Superior Court of Pennsylvania

February 13, 2014

THE COVE AT ST. CHARLES CONDOMINIUM ASSOCIATION, Appellant
v.
JWEST CORP., JAWEST CORP. F/K/A JWEST CORP., J. WEST CORPORATION, AND FREDERICK J. BAEHR, III A/K/A/ FRITZ BAEHR T/A F.J. BAEHR ARCHITECTS, Appellees

Appeal from the Order Entered February 6, 2013, in the Court of Common Pleas of Allegheny County, Civil Division at No(s): GD 11-012910

BEFORE: PANELLA, ALLEN, and STRASSBURGER [*] , JJ.

MEMORANDUM

STRASSBURGER, J.

The Cove at St. Charles Condominium Association (the Association)[1] appeals from the grant of summary judgment against it and in favor of JWest Corp., JAWEST Corp., and JWest Corporation (JWest).[2] Upon review, we affirm.

The situation that gave rise to the instant matter, as set forth in the complaint, is as follows. The Condominium consists of three separate buildings and a total of 23 individual units. All of the units were sold to individual owners between April 2002 and March 2006. In early 2008, one of the units at the Condominium was sold from its original buyer to a new buyer. The new buyer conducted a home inspection, removed a portion of fiber cement siding on the ground level porch privacy screen, and discovered wood rot caused by water infiltration in the wall and column structures. The Condominium's architect[3] then inspected the unit, observed the wood rot, and JWest repaired it. JWest then sent a letter to the secretary of the Association about the situation. JWest performed some additional work to repair the areas discovered to have wood rot in the spring of 2008. These areas included the decks connected to individual units, and are defined as common elements of the Condominium for which the Association is responsible for maintenance and repair.

In 2011, the Association entered into an agreement with a contractor to perform maintenance and repair work at the Condominium. That contractor alerted the Association that there was serious deterioration of wood that was hidden from view by wood trim and fiber cement siding, and advanced that the deterioration presented a safety hazard.

The Association gave JWest and Baehr notice of the latent construction defects, but JWest and Baehr refused to correct the problems themselves or pay for their correction. Thus, the Association filed the instant complaint against Baehr and JWest in August 2011 asserting causes of action for breach of contract, breach of warranty, negligence and misrepresentation against JWest, as well as negligence against Baehr.

Both JWest and Baehr filed preliminary objections to the complaint.[4]Notably, as to the Association's complaint against JWest, JWest asserted that the trial court should dismiss the tort claims under the gist of the action doctrine. In an order dated September 28, 2011, the trial court sustained JWest's preliminary objections and dismissed the negligence and misrepresentation counts of the Association's complaint.

□ □ □ □ □ □ □

(Task directions): From the Pennsylvania court memorandum above, extract the passage from "Appeal from the" to "STRASSBURGER, J." without any changes.

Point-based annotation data
□ □ □ □ □ □ □

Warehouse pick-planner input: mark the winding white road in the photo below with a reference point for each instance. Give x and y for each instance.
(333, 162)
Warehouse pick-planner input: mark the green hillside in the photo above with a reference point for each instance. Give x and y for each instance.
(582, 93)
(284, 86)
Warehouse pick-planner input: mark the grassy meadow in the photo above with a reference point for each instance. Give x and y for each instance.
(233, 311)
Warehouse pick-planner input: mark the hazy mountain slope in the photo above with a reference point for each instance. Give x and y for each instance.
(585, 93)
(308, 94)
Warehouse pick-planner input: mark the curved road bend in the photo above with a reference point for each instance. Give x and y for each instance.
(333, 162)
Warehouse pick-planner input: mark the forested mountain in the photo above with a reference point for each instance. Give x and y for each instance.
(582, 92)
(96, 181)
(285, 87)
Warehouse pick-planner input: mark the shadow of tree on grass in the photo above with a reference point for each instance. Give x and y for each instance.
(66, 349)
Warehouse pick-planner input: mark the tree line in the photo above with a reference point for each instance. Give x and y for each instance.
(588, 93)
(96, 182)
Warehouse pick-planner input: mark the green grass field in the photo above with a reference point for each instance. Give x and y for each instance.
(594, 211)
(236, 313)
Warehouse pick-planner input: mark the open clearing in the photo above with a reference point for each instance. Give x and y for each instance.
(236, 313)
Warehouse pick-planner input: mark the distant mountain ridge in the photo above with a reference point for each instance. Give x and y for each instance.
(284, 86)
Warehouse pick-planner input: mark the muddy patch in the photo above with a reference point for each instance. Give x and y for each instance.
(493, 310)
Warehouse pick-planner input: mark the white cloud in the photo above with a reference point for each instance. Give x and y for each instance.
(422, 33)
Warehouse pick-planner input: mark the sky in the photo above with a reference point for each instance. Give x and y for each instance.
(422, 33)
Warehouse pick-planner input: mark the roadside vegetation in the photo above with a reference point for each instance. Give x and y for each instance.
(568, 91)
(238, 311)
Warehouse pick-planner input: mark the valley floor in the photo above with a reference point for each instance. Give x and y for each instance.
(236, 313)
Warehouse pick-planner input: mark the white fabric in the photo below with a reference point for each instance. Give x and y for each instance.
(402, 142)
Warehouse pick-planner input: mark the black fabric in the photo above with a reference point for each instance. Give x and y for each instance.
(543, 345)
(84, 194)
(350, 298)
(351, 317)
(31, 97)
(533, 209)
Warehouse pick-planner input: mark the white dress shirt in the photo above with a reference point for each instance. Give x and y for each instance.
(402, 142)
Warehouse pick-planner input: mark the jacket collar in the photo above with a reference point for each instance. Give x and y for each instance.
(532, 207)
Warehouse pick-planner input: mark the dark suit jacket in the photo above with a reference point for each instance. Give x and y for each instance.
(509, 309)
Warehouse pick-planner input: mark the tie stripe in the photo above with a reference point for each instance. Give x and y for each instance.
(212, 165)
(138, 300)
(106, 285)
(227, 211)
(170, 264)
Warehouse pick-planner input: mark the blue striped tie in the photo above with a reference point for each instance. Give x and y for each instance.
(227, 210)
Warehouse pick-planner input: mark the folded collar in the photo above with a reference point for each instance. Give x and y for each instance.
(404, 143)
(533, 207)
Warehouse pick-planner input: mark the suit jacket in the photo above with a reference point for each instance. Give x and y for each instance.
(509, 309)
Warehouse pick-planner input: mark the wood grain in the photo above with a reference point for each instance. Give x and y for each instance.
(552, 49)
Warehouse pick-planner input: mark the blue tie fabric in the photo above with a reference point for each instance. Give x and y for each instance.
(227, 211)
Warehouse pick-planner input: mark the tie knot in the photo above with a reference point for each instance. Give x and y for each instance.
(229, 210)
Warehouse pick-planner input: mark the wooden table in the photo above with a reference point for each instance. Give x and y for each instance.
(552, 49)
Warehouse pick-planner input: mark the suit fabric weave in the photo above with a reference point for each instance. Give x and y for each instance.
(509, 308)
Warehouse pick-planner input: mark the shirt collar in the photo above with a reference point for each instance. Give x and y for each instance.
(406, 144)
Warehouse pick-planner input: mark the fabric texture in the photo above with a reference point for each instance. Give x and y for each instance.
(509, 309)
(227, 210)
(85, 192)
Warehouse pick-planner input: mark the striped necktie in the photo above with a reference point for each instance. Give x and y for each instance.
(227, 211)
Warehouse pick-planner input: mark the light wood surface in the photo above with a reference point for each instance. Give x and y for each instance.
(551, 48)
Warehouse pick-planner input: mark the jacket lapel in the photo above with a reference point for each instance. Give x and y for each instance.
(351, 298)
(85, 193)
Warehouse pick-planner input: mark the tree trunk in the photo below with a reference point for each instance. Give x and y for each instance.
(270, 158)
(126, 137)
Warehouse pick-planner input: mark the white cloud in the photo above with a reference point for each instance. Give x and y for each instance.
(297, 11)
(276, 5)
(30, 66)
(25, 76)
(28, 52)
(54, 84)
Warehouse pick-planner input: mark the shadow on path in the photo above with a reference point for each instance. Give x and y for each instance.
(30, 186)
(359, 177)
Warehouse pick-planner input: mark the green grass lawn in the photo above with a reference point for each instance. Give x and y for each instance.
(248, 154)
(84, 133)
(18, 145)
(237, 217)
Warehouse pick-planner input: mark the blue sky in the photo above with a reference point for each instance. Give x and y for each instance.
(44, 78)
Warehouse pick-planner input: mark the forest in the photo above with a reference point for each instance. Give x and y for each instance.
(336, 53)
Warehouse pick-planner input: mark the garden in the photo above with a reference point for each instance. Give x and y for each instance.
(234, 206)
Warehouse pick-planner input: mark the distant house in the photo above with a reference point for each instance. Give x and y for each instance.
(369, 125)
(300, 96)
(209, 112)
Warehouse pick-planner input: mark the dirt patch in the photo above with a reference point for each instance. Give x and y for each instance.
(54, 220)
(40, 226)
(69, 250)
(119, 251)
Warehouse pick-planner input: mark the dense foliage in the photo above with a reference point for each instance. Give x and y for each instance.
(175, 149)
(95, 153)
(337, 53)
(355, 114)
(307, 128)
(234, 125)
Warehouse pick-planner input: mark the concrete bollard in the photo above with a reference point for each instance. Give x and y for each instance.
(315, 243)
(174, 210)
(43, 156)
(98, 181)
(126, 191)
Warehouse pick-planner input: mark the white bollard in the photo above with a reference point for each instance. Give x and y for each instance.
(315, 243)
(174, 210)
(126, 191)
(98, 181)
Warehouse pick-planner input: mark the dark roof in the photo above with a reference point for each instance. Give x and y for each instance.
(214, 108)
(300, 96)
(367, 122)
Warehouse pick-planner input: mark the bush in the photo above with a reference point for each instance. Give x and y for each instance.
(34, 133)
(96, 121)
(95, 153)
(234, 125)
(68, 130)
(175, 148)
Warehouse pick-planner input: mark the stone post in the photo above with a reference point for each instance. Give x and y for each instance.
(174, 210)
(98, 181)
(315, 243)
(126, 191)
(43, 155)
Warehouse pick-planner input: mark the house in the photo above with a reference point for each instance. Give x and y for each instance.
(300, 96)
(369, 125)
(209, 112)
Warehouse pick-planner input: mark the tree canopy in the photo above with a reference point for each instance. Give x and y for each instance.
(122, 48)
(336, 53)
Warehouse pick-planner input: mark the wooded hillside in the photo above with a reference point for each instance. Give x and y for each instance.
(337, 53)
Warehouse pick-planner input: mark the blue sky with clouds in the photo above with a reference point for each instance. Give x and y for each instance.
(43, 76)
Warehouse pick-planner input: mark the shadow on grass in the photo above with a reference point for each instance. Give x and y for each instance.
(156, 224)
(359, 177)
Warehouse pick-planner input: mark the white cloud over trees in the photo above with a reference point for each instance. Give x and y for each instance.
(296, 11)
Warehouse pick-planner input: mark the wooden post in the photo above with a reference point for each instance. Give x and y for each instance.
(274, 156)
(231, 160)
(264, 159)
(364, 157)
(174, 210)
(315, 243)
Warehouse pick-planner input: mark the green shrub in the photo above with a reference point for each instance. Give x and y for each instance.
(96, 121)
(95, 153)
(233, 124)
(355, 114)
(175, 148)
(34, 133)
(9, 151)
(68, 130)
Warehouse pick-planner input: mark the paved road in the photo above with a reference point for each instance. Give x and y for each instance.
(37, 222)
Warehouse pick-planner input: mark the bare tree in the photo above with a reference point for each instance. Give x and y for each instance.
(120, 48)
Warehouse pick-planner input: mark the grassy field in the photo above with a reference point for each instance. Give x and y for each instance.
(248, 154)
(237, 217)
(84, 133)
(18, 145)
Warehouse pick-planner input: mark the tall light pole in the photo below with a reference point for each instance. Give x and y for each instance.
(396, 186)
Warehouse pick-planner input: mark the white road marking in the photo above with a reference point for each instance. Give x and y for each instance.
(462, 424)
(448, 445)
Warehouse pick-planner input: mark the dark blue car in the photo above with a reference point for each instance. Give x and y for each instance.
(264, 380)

□ □ □ □ □ □ □

(Task result):
Appeal from the Order Entered February 6, 2013, in the Court of Common Pleas of Allegheny County, Civil Division at No(s): GD 11-012910

BEFORE: PANELLA, ALLEN, and STRASSBURGER [*] , JJ.

MEMORANDUM

STRASSBURGER, J.